== Task to complete ==
When the string "stone" is part of a line below, that line should be copied.

───

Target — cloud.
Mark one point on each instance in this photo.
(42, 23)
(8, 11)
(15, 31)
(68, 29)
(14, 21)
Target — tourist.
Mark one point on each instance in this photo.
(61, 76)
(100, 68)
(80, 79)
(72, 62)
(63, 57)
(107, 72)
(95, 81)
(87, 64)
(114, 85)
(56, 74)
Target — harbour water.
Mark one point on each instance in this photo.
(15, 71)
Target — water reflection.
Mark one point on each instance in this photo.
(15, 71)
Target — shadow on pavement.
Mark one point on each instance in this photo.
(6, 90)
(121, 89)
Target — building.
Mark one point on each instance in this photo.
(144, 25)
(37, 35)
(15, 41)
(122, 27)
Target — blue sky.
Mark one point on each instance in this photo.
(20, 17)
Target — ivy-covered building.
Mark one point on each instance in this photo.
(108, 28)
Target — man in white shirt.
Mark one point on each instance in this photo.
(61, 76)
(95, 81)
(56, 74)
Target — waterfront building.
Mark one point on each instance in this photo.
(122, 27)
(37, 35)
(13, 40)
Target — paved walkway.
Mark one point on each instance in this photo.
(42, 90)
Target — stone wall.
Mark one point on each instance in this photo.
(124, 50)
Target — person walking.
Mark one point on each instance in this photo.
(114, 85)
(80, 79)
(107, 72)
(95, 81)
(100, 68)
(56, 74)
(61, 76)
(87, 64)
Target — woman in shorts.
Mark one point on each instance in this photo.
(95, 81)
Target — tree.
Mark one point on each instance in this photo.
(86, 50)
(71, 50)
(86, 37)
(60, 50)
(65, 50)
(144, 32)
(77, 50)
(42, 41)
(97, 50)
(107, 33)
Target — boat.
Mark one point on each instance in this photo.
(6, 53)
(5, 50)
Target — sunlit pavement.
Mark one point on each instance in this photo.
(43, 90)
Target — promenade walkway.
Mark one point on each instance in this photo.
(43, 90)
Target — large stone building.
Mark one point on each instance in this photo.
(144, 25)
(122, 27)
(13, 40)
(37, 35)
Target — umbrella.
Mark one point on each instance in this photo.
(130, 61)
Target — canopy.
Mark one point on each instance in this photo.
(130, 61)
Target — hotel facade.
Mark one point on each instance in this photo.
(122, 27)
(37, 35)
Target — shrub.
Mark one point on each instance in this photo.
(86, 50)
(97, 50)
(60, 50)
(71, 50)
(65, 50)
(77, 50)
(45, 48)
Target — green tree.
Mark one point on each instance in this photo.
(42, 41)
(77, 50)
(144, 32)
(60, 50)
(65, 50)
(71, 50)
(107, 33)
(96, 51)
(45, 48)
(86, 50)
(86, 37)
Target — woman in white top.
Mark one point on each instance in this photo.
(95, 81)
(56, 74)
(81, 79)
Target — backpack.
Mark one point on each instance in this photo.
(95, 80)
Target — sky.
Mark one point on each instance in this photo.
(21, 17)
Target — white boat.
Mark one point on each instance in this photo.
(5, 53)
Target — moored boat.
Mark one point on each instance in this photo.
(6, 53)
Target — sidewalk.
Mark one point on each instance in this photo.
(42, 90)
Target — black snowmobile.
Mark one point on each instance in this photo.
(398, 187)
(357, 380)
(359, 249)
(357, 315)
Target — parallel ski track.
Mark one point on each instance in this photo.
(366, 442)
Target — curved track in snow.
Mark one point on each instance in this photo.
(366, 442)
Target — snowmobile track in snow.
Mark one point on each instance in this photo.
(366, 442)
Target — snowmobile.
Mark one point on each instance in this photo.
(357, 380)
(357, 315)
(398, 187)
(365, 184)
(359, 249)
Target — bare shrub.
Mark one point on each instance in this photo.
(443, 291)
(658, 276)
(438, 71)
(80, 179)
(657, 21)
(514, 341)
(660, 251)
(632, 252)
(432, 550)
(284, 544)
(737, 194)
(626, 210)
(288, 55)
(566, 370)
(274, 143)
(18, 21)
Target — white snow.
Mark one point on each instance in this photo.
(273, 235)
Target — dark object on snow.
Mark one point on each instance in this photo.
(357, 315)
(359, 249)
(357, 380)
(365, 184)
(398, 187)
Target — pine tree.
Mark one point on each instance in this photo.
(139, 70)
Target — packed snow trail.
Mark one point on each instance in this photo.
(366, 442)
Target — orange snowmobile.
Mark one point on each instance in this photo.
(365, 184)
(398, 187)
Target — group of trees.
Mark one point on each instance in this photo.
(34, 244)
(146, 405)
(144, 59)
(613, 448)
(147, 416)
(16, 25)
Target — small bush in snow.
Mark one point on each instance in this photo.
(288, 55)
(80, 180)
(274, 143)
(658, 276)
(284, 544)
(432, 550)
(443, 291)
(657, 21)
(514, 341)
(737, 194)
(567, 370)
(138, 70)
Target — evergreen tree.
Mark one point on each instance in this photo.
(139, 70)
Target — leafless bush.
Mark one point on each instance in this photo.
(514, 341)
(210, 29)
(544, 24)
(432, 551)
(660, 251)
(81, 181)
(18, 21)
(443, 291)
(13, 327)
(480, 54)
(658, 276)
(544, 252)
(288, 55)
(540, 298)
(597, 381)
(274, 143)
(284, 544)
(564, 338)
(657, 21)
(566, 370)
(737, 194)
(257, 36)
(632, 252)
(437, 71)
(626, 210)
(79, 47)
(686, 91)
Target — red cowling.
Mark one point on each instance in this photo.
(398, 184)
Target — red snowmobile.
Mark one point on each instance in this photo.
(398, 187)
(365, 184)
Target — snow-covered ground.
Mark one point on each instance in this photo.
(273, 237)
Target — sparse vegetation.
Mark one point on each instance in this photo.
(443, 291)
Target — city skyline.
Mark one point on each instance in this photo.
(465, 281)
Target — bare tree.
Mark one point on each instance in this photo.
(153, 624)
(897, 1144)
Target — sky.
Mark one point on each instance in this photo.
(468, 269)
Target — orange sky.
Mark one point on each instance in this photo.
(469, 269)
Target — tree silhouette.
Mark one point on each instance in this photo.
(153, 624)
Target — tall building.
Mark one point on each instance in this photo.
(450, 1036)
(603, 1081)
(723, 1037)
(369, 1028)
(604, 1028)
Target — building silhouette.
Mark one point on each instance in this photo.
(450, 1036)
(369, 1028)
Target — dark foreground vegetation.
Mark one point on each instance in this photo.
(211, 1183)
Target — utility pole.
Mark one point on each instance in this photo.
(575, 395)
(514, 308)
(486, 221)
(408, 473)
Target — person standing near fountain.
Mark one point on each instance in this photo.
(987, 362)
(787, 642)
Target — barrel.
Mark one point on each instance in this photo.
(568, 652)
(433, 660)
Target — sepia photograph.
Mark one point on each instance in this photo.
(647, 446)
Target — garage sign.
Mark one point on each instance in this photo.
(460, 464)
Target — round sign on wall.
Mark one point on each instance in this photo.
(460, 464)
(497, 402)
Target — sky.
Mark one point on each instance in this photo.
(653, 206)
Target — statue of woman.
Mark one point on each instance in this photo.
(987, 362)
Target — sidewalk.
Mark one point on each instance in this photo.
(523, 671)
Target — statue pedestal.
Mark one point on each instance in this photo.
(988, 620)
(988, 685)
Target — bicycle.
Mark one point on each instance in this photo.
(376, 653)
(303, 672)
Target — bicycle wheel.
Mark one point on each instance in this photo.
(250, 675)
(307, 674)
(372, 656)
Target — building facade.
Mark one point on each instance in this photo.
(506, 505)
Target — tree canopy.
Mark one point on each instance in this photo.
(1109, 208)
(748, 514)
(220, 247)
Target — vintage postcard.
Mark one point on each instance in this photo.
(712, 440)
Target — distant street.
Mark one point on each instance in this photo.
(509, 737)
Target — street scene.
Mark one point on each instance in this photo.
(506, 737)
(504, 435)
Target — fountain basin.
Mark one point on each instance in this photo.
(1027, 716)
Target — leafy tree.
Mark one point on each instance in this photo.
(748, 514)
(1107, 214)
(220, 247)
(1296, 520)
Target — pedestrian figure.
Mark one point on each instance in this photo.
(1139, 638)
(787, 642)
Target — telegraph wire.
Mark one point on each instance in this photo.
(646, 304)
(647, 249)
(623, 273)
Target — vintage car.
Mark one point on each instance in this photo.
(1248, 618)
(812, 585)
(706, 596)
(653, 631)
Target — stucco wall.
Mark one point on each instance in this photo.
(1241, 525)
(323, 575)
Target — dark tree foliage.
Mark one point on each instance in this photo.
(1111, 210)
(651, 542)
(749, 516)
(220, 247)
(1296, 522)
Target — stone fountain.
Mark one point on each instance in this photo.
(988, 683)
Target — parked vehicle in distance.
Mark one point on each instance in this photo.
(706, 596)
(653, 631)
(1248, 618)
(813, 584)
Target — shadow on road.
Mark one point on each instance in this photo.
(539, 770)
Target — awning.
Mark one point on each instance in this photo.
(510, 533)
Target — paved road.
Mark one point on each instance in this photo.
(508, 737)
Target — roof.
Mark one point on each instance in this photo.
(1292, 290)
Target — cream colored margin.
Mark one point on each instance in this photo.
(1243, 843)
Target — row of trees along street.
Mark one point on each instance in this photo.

───

== Problem solution ==
Target — stone wall.
Target — large stone building.
Target — stone fountain.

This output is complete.